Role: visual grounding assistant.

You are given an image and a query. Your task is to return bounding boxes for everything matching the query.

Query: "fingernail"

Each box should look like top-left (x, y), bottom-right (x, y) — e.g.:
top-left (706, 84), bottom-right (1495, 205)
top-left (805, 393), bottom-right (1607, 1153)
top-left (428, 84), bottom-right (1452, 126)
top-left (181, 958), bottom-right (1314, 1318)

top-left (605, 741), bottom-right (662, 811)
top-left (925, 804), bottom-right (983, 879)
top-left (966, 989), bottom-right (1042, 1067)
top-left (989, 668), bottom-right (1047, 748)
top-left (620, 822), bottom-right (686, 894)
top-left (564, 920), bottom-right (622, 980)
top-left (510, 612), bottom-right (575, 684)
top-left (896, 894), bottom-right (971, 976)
==
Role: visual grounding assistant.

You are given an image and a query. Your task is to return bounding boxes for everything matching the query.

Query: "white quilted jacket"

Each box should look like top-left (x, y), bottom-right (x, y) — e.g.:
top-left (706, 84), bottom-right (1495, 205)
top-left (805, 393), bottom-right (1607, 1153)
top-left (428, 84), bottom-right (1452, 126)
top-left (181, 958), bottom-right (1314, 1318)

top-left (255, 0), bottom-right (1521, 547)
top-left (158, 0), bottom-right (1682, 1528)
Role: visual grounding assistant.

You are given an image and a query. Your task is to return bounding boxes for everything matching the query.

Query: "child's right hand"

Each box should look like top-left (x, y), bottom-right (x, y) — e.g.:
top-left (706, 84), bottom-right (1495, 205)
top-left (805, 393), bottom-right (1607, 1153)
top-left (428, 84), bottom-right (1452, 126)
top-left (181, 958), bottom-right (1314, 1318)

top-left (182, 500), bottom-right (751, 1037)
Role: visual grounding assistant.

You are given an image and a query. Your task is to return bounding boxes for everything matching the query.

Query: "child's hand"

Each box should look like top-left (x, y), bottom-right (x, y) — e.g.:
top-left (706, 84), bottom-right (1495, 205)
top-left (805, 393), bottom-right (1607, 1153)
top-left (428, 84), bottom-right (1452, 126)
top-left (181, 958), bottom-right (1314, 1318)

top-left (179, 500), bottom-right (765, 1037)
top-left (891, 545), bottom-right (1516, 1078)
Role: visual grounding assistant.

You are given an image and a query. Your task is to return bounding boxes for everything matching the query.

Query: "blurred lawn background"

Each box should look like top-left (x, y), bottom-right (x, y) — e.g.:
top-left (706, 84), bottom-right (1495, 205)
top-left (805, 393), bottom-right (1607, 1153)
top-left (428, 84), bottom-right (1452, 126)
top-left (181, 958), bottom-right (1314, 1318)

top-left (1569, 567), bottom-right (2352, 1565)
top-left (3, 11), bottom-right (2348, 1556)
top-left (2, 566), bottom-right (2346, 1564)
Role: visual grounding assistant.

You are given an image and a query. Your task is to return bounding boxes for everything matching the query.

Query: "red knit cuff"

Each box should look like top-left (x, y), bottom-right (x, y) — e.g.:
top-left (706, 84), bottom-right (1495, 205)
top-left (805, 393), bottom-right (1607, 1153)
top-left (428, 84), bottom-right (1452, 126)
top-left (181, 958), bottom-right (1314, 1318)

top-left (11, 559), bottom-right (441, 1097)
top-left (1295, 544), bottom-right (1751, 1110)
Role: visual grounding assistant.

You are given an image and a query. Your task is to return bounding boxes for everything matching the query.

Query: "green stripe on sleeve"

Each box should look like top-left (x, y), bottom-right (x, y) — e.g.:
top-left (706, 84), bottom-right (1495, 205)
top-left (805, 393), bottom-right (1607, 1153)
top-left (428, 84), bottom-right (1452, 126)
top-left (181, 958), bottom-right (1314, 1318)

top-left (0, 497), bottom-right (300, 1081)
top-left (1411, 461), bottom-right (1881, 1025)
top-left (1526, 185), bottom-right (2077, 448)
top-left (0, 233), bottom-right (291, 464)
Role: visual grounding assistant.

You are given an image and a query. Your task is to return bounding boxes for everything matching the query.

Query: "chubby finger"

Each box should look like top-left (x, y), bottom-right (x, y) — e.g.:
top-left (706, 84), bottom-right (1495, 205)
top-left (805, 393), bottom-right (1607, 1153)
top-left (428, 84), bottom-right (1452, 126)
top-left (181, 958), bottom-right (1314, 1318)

▶ _Work to be completed_
Find and copy each line in the material above where the string "hand" occurs.

▶ _Task answer_
Query: "child's right hand"
Query: "child's hand"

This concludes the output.